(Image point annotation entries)
+ + + +
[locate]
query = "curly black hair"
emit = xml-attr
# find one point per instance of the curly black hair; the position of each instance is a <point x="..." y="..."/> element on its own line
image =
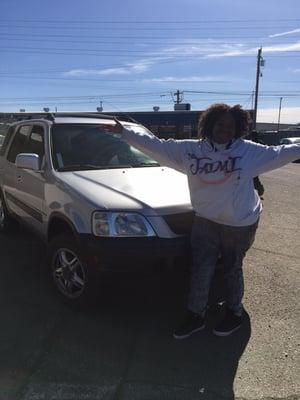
<point x="215" y="111"/>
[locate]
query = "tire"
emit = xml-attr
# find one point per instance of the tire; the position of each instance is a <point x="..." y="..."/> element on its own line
<point x="69" y="271"/>
<point x="7" y="223"/>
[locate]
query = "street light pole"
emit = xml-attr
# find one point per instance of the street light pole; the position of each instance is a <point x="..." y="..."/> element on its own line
<point x="257" y="86"/>
<point x="279" y="112"/>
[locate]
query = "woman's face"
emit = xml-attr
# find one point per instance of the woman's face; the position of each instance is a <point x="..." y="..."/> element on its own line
<point x="223" y="129"/>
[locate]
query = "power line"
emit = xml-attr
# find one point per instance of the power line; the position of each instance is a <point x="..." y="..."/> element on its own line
<point x="151" y="22"/>
<point x="140" y="37"/>
<point x="169" y="42"/>
<point x="189" y="28"/>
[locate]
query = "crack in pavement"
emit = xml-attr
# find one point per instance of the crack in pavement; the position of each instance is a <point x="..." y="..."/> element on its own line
<point x="276" y="253"/>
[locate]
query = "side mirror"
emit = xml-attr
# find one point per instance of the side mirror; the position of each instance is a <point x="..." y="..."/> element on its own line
<point x="28" y="161"/>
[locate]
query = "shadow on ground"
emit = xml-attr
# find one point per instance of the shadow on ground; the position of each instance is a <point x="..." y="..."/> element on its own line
<point x="120" y="347"/>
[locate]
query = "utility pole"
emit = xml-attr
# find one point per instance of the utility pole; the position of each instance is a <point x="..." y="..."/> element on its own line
<point x="178" y="98"/>
<point x="259" y="59"/>
<point x="279" y="112"/>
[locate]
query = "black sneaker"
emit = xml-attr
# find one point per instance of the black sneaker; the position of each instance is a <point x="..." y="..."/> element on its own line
<point x="193" y="323"/>
<point x="229" y="324"/>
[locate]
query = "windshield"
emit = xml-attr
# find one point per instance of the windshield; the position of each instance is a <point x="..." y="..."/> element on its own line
<point x="87" y="146"/>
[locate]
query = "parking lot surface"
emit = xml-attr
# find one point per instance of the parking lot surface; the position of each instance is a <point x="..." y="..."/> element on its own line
+ + + +
**Set task**:
Make an exact copy of every entry above, minus the images.

**Answer**:
[locate]
query = "curly black hair"
emit = xml-attr
# find one point per instance of the curly black hair; the position of each instance is a <point x="..." y="..."/> element on its own line
image =
<point x="215" y="111"/>
[locate]
query = "tire"
emit = xml-attr
# find one point per instance of the tire; the position of each instance is a <point x="..." y="..."/> element on its own line
<point x="69" y="271"/>
<point x="7" y="223"/>
[locate]
query = "street light pole"
emit = xml-attr
# find one point per instance of the street light pole; the position of each instance is a <point x="..." y="..."/> element on its own line
<point x="257" y="86"/>
<point x="279" y="112"/>
[locate]
query = "woman's face"
emit = xml-attr
# find one point per instance of the woman's face; the position of each instance is a <point x="..." y="..."/> element on its own line
<point x="223" y="129"/>
[locate]
query = "power line"
emit = xml-attr
# find one point per instance of the power line; the position of each instance is a <point x="..." y="..."/> element on its own line
<point x="151" y="22"/>
<point x="140" y="37"/>
<point x="169" y="42"/>
<point x="189" y="28"/>
[locate]
query = "crack in pavement"
emit = xml-attr
# find one point per instance of the crack in pavement; the position of each instance is a <point x="..." y="..."/> element on its own line
<point x="276" y="253"/>
[locate]
query = "side mirror"
emit = xml-attr
# find one point per instance of the side mirror; the position of each instance is a <point x="..." y="..."/> element on its own line
<point x="28" y="161"/>
[locate]
query = "shadow on ground"
emit = xml-attr
# find one point per instance of the shadow on ground; the position of each instance is a <point x="..." y="..."/> element on its own line
<point x="120" y="347"/>
[locate]
query = "utility pole"
emit = xml-attr
# find one point per instance of the utility pole; the position of each instance is a <point x="..." y="..."/> element on its own line
<point x="178" y="98"/>
<point x="259" y="59"/>
<point x="279" y="112"/>
[locate]
query = "black sneaker"
emit = xml-attr
# find one point per instance of the black sneaker; the position of each instance is a <point x="..." y="..."/> element on its own line
<point x="193" y="323"/>
<point x="229" y="324"/>
[locate]
query = "windshield"
emit = xml-attr
# find one point per instance of the windshield; the position of each instance is a <point x="..." y="..."/> element on its own line
<point x="87" y="146"/>
[locate]
query = "parking lot surface"
emit = xml-attr
# find one point per instance of the parking lot surface; the position of each instance is a <point x="..." y="..."/> element on its own line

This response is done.